## What is needed:
Give all of the lines again, with nothing added or dropped.

## Recorded data:
-------
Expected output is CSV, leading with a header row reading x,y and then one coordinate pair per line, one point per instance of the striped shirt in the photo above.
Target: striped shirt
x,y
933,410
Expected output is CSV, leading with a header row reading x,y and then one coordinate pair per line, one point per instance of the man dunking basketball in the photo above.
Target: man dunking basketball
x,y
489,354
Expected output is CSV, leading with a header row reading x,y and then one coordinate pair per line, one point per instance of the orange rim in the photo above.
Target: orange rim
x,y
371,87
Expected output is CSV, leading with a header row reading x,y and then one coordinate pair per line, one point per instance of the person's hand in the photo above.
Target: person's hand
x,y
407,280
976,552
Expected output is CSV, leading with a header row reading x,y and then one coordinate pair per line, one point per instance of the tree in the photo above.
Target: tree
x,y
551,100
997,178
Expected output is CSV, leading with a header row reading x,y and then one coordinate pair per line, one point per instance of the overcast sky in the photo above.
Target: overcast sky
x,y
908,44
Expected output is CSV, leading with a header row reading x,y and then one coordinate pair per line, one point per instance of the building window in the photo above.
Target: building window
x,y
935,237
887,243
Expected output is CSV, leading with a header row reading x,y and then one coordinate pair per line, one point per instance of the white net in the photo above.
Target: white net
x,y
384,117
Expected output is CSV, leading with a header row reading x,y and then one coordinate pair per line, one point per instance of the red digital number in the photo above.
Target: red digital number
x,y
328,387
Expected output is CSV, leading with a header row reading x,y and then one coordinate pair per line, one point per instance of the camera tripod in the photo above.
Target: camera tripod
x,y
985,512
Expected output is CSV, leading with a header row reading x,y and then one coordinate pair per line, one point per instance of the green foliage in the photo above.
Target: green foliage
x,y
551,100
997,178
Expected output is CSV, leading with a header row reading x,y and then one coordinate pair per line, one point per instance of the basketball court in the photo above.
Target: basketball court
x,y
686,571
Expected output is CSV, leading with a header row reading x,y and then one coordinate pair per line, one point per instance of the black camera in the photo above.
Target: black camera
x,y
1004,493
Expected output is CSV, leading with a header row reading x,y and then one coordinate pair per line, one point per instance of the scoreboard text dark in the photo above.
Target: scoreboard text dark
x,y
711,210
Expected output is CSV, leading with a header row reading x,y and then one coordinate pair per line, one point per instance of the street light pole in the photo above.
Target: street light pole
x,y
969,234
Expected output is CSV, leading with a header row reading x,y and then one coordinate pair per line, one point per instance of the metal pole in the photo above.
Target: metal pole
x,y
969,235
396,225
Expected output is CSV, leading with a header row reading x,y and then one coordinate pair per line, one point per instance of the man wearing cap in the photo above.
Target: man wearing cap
-------
## The answer:
Expected output is CSV, leading with a header row reading x,y and then one coordinate pair per line, one point per instance of the striped shirt in the photo above.
Target: striped shirt
x,y
933,410
Expected output is CSV, leading with a header row reading x,y and then one coordinate pair per line, one point per instance of the man dunking basketball in the photo above.
Target: man dunking basketball
x,y
489,354
Expected output is CSV, leading with a header row reading x,y and then one coordinate pair per line, one point per instance of the orange rim in the photo above.
Target: orange rim
x,y
371,87
Expected output is CSV, leading with a header row reading x,y and then one coordinate pair per line, one point per instance of the person's hand in the photo above.
Target: person's hand
x,y
407,280
976,552
Expected output is CSV, leading with a header row reading x,y and then one coordinate pair per line, one point per instance of the tree in the photo above.
Target: tree
x,y
551,100
997,178
Expected output is CSV, leading with a header row reading x,y and then one coordinate pair per line, one point per instance of the overcast sky in the photo above.
Target: overcast sky
x,y
908,44
Expected output is CSV, leading with a header row reading x,y and then one coordinate pair per line, one point per instance of the building window in the photo above.
Target: building window
x,y
935,237
887,243
Expected output is CSV, leading with a header row reading x,y and then one coordinate pair per line, one point per instance of the white net in the photo above.
Target: white net
x,y
384,117
Expected output is CSV, leading with a header row reading x,y and then one coordinate pair per line, one point per instance of the red digital number in the photo above.
Target: red digital number
x,y
328,387
Expected output is CSV, leading with a header row reading x,y and then one coordinate pair per line, one point per instance of the camera tripod in the photo above.
Target: camera tripod
x,y
985,512
Expected output is CSV, leading with a header row reading x,y and then one coordinate pair per line, one point per instance of the green foliage in the photo above.
Target: green foliage
x,y
551,100
997,178
Expected output is CSV, leading with a header row reading x,y and then one coordinate pair per line, one point per instance of the basketball court in the photo above.
Target: basketball court
x,y
686,571
Expected output is CSV, leading with a header row reading x,y and then one coordinate pair per line, one point per instance of the black camera in the photo above.
Target: black camera
x,y
1004,493
Expected output is CSV, leading with a header row reading x,y and then one coordinate pair per line, one point per instance of the scoreboard text dark in the photo above.
Target: scoreboard text dark
x,y
711,210
Expected output is CSV, leading with a header row reading x,y and then one coordinate pair per line, one point per instance of the street light pole in the photo above.
Target: street light pole
x,y
969,234
Expected output is CSV, leading with a header row reading x,y and then one coordinate pair per line, one point per instance of the metal pole in the photo above.
Target: metal pole
x,y
969,235
396,225
Expected output is CSV, leading with a header row reading x,y and then one coordinate pair per line, one point per instance of the man wearing cap in the photo above.
Target: man wearing cap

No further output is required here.